**WRITTEN REQUEST**
Type out all of the material below without changing a character, and leave the pictures out.
**** MATERIAL TO PROCESS
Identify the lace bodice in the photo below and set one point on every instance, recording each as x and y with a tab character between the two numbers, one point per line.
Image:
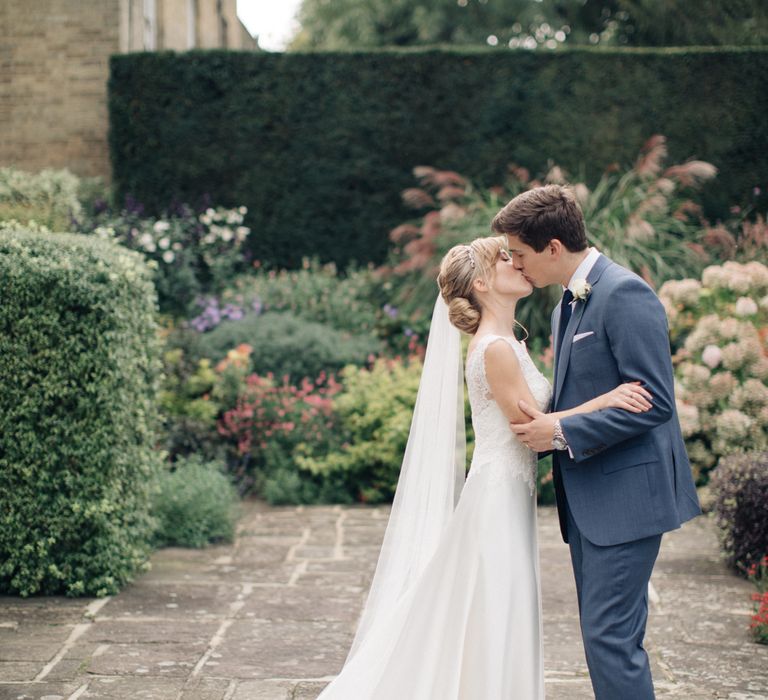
497	450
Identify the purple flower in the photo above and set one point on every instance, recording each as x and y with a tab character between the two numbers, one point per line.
233	312
133	206
390	310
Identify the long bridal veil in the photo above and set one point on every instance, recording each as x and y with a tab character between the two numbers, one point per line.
431	476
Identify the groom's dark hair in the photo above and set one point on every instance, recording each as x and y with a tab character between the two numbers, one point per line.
541	214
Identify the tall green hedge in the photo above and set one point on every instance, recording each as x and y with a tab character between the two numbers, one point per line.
79	368
319	145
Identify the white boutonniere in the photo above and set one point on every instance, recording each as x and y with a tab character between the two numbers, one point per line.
581	290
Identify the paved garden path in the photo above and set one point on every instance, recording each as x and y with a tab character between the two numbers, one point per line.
271	617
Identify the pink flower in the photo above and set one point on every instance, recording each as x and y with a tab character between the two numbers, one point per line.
712	356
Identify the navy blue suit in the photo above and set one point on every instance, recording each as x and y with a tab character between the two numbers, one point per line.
627	479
********
**OUTPUT OF THE TASK**
Identify the lace bodice in the photo below and set one point on every instance, recording each as x and y with a tab character between the two numbers, one point per line.
Image:
497	450
Identify the purple flower in the photo above and set one point on every instance, recording each as x and y with a tab character between the two numbers, one point per line.
233	312
133	206
390	310
Identify the long bridal veil in the photo above and set one point on every instance, recording each as x and y with a tab character between the two numbers, one point per line.
431	476
Identify the groom's dark hair in the photo above and set one point on every instance, recording each as x and y with a tab character between the two numbers, one point per line.
541	214
Identify the tall green hedge in the photo above and set one point on every instance, recording each as x and y with a tab character between the two numbers, one point per line.
79	368
319	145
Identify the white boutonniere in the photo above and set one point on every instance, recording each as x and y with a tab character between the two numbers, one point per line.
581	290
Identify the paved garden path in the photo above and set one point on every instance, recording each as x and y with a tab character between the two numbers, one point per line.
271	617
Identify the pink flower in the photo above and set one point on every instance, recording each as x and y with a tab character between the two numbers, one point per line.
712	356
Identify the navy blue suit in the photo above and set one point on every instance, recording each as x and y with a tab character between the two numbers, one point per line.
627	479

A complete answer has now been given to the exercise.